▶ Brief
What lines in the listing include "roof"? Return a copy of each.

▶ Data
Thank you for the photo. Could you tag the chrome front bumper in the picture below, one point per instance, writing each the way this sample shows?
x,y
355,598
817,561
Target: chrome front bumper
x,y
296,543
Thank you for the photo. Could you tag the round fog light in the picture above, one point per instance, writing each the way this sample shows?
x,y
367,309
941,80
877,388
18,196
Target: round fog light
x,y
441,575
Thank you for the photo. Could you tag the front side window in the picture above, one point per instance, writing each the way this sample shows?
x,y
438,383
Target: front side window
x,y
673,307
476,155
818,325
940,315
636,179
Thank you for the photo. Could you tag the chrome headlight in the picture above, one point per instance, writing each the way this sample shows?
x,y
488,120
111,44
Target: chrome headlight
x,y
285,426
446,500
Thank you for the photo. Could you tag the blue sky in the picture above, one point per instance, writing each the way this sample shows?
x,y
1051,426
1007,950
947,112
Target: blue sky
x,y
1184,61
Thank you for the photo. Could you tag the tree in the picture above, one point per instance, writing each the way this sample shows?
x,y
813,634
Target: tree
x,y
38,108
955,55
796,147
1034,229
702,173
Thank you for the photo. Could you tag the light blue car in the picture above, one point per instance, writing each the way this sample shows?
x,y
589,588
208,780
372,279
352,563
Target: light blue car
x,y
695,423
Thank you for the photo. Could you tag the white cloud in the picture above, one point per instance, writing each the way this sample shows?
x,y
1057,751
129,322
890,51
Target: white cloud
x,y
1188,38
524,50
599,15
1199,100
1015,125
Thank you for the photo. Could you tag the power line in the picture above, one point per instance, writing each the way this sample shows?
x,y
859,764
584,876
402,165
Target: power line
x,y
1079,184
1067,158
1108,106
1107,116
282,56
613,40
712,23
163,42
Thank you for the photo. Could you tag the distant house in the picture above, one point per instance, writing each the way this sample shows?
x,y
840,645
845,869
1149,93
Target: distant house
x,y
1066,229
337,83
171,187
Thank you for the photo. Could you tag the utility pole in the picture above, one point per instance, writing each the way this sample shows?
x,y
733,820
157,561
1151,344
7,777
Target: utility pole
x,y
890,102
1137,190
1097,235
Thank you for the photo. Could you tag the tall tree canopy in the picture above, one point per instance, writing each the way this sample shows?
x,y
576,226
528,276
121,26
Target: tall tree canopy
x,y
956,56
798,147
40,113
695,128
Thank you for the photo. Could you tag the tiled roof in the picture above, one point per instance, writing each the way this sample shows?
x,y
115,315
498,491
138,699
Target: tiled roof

▶ Task solution
Thank you for the photo. Could you tag the tiled roof in the picture above, one point per instance, writing each the way this sample shows?
Target: tiled roof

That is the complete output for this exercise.